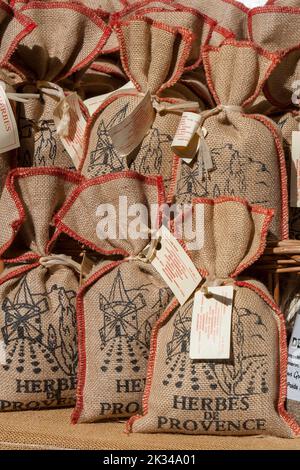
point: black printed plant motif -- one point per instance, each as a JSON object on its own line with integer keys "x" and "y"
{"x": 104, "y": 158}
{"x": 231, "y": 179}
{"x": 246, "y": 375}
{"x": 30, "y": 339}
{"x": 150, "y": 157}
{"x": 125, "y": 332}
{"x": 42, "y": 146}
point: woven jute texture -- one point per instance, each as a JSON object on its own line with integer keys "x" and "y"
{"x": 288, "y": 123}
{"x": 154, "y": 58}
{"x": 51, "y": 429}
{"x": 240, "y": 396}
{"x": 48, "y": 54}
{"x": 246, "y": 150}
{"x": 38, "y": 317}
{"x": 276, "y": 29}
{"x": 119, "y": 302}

----------

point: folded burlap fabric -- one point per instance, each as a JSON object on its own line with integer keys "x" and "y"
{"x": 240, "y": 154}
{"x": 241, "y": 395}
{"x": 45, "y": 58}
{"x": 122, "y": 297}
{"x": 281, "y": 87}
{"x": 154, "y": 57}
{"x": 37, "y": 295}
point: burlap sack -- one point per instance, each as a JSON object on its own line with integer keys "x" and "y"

----------

→ **Task statement**:
Starting at the line above that holds "point: folded burlap" and ending at the line that holds "point: burlap sack", transcribe each line exactly and include no other lines.

→ **Output for this task**:
point: folded burlap fabric -- one point per instance, each as a JSON object on its own line with integer keys "x" and "y"
{"x": 240, "y": 154}
{"x": 241, "y": 395}
{"x": 45, "y": 58}
{"x": 122, "y": 297}
{"x": 281, "y": 87}
{"x": 154, "y": 57}
{"x": 37, "y": 295}
point: burlap sack -- one point per instance, each as a JSON object on its own line with integer keys "x" and "y"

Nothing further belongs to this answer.